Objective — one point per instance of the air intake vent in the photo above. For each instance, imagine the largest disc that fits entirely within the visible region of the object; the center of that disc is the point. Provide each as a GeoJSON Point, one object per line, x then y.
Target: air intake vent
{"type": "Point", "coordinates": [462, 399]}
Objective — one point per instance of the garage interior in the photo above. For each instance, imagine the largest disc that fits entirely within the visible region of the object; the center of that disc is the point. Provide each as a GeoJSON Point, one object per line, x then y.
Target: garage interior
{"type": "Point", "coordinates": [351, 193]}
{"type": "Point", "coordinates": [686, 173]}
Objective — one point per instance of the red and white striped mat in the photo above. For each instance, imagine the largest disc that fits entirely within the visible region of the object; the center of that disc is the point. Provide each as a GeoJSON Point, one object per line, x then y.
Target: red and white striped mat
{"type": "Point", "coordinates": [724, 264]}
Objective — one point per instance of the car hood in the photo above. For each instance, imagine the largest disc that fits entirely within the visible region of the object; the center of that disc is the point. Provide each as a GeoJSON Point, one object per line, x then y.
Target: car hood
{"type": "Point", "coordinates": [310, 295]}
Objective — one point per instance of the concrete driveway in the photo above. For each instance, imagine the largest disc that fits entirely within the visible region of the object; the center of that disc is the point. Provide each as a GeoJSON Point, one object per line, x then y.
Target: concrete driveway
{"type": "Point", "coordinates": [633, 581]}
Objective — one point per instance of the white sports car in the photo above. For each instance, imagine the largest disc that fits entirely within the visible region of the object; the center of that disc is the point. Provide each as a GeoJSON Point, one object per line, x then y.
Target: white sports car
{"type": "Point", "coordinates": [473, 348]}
-=-=-
- _TASK TO COMPLETE_:
Each line of the listing above should be output exactly.

- _SOLUTION TO THE PROBLEM_:
Objective — one point per instance of the air intake vent in the photo above. For each instance, imagine the largest disc that fits entirely within the visible region of the object; the center of that disc is the point. Provide each as a GeoJSON Point, one object per line, x then y.
Target: air intake vent
{"type": "Point", "coordinates": [462, 399]}
Objective — one point per instance of the garage interior in the photo above. For each instance, imagine the largest disc that fits entirely within the visible region of the object; the center of that disc is the point. Provide each as a GeoJSON Point, one object per line, x then y.
Target: garage interior
{"type": "Point", "coordinates": [351, 193]}
{"type": "Point", "coordinates": [686, 173]}
Objective — one point per instance of the red and white striped mat in the photo above. For each instance, imagine the largest disc that fits entirely within the visible region of the object; the center of that disc is the point. Provide each as a GeoJSON Point, one object per line, x then y.
Target: red and white striped mat
{"type": "Point", "coordinates": [724, 264]}
Objective — one point per instance of the car hood in the photo above. For each instance, imagine the largest disc that fits entirely within the visible region of the object; the center of that disc is the point. Provide each as a GeoJSON Point, one object per line, x then y.
Target: car hood
{"type": "Point", "coordinates": [310, 295]}
Objective — one point per instance of the concrete driveway in the photo above. For each instance, imagine the largest disc that fits entirely within the visible region of the object; the center of that disc is the point. Provide each as a GeoJSON Point, one object per line, x then y.
Target: concrete driveway
{"type": "Point", "coordinates": [633, 581]}
Objective — one point per instance of the white sports car in the photo above. For each instance, imagine the largest disc that fits entirely within the visible region of the object; the center of that disc is the point. Provide each as a GeoJSON Point, one object per line, x then y.
Target: white sports car
{"type": "Point", "coordinates": [473, 348]}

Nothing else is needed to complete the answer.